(Excerpts of pointing data)
# # #

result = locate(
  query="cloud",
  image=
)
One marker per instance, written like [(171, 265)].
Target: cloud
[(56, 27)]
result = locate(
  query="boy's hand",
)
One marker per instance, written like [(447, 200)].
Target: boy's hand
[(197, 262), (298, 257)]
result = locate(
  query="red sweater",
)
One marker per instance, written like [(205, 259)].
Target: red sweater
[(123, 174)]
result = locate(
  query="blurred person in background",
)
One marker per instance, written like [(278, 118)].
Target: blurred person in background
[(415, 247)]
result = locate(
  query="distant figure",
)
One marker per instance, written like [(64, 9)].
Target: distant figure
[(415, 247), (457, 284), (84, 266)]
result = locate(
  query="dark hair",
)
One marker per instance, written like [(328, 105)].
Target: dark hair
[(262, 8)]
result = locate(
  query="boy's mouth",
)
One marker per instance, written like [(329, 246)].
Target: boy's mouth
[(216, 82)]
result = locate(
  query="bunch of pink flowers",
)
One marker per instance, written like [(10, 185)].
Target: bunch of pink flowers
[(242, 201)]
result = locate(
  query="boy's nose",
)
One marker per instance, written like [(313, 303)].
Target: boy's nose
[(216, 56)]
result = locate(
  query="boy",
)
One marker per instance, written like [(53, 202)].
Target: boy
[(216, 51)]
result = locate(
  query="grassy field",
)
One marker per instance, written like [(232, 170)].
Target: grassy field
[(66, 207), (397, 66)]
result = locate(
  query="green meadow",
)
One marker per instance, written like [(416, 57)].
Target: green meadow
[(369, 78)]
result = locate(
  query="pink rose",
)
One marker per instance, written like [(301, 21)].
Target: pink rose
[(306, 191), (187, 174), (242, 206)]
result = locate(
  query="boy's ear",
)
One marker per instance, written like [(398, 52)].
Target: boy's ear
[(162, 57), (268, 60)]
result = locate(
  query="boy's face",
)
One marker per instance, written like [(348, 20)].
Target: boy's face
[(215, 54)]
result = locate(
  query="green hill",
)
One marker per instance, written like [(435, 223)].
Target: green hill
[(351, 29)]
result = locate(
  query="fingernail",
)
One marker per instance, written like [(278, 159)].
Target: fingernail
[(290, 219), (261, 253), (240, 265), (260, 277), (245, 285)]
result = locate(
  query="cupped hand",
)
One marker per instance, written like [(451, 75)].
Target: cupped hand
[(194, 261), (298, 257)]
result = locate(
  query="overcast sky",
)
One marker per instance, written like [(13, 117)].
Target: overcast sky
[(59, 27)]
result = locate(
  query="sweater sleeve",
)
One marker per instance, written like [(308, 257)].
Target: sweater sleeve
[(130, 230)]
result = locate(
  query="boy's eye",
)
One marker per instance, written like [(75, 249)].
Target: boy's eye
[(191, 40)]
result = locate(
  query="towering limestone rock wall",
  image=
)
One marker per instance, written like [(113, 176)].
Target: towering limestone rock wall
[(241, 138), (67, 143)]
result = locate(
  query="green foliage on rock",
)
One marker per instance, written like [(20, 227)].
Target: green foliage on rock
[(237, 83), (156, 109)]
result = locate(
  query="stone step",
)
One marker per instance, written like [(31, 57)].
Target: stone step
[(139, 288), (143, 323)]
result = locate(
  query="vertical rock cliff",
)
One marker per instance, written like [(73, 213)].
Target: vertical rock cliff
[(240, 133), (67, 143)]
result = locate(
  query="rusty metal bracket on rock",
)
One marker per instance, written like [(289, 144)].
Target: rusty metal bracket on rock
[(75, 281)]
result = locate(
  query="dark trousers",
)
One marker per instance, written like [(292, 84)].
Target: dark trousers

# # #

*Task goal*
Please reproduce each record precisely as written.

*Output below*
result = locate(
  query="cloud",
  image=
)
One marker per instance, written like [(171, 265)].
Target: cloud
[(56, 27)]
result = locate(
  query="boy's hand",
)
One marker per instance, written like [(447, 200)].
Target: boy's hand
[(197, 262), (298, 257)]
result = locate(
  query="red sweater",
)
One marker per instance, written like [(205, 259)].
Target: red sweater
[(123, 174)]
result = locate(
  query="blurred person in background",
)
One marker per instance, written like [(278, 118)].
Target: blurred person in background
[(415, 247)]
result = locate(
  query="distant figure",
)
One marker per instance, written like [(64, 9)].
Target: distant figure
[(415, 247), (457, 284), (84, 266)]
result = locate(
  query="dark hair",
)
One marker per instance, written like [(328, 105)].
Target: dark hair
[(262, 8)]
result = locate(
  query="boy's mouth",
)
One marker per instance, written like [(329, 246)].
Target: boy's mouth
[(216, 82)]
result = locate(
  query="bunch of pink flowers",
)
One marker per instance, written like [(10, 185)].
Target: bunch of pink flowers
[(242, 201)]
result = locate(
  query="boy's nose",
)
One marker per instance, written like [(313, 303)].
Target: boy's nose
[(216, 56)]
result = locate(
  query="boy",
)
One marker per instance, written like [(53, 202)].
Target: boy
[(216, 51)]
result = locate(
  query="grassy field",
)
One marker per instance, written like [(232, 170)].
Target: grassy field
[(66, 207), (397, 66)]
result = locate(
  query="green meadow",
)
One marker per instance, written like [(416, 57)].
Target: green meadow
[(369, 78)]
result = locate(
  query="pink rose",
)
One marker per instance, written like [(301, 21)].
Target: pink rose
[(306, 191), (187, 174), (242, 206)]
result = locate(
  query="boy's ear",
)
One marker per instance, written like [(398, 52)].
Target: boy's ear
[(162, 57), (268, 60)]
result = locate(
  query="boy's face",
)
One marker per instance, written like [(348, 20)].
Target: boy's face
[(215, 54)]
result = locate(
  query="green hill",
)
One marker per instance, written like [(435, 223)].
Target: green hill
[(351, 29)]
result = locate(
  query="fingernail",
)
One marker per instance, written like [(278, 159)].
Target: fingernail
[(290, 219), (261, 253), (240, 265), (260, 277), (245, 285)]
result = locate(
  query="cupped hand",
)
One marker per instance, written like [(451, 75)].
Target: cupped hand
[(194, 261), (298, 257)]
result = locate(
  query="overcast sky",
)
One marker per instance, written like [(13, 117)].
Target: overcast sky
[(59, 27)]
result = locate(
  query="sweater sleeve",
)
One marker per instance, written like [(308, 257)].
Target: sweater sleeve
[(130, 230)]
result = locate(
  query="boy's eye",
)
One marker per instance, written like [(75, 249)].
Target: boy's eye
[(191, 40)]
result = locate(
  query="towering limestone rock wall",
  image=
)
One marker per instance, written like [(113, 176)].
Target: towering limestone rock wall
[(241, 138), (67, 143)]
result = locate(
  query="green foliage on rock",
)
One marker per instance, written like [(20, 227)].
Target: green foliage on rock
[(237, 83), (156, 109)]
result = locate(
  query="stone step",
)
One marker per instance, written like [(31, 57)].
Target: stone step
[(139, 288), (143, 323)]
result = locate(
  query="vertical rock cliff",
)
One marker per instance, written like [(73, 213)].
Target: vertical rock cliff
[(240, 133), (67, 143)]
result = locate(
  query="rusty metal bracket on rock",
)
One marker per instance, written like [(289, 144)].
Target: rusty metal bracket on rock
[(75, 281)]
result = locate(
  query="dark trousers",
)
One marker per instance, written like [(292, 84)].
Target: dark trousers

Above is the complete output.